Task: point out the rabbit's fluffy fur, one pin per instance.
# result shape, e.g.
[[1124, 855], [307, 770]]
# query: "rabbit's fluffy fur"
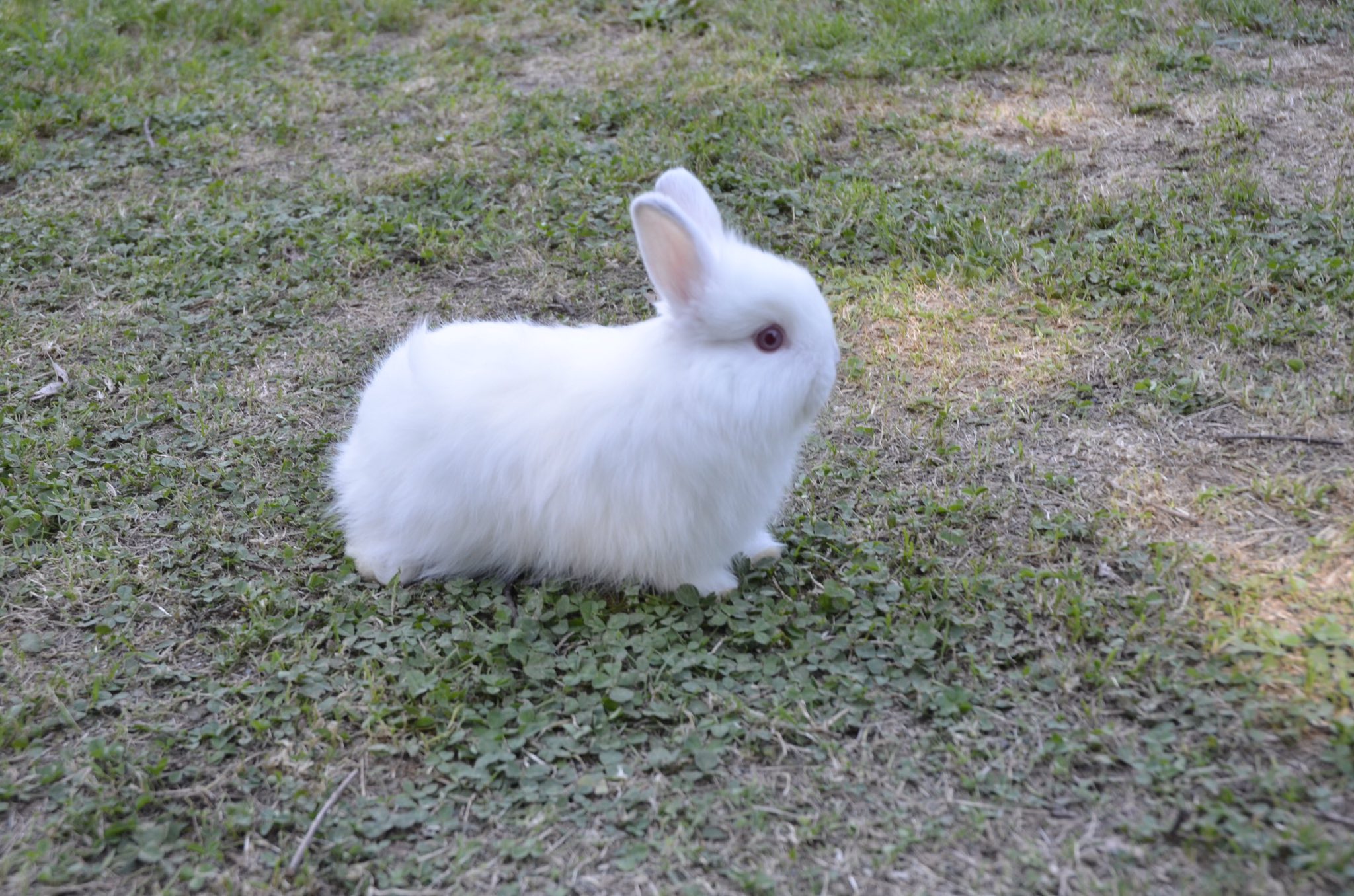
[[652, 453]]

- **The problem**:
Give the records again with "fluffy" swapped for "soft" wherever it occurs, leaving everything else unchanged. Omit the pictures.

- **Reply to the task**:
Task: point out the rabbit's soft fur, one pin per instance.
# result shape, e.g.
[[1124, 855], [307, 770]]
# query: "rabbit's soft fur"
[[652, 453]]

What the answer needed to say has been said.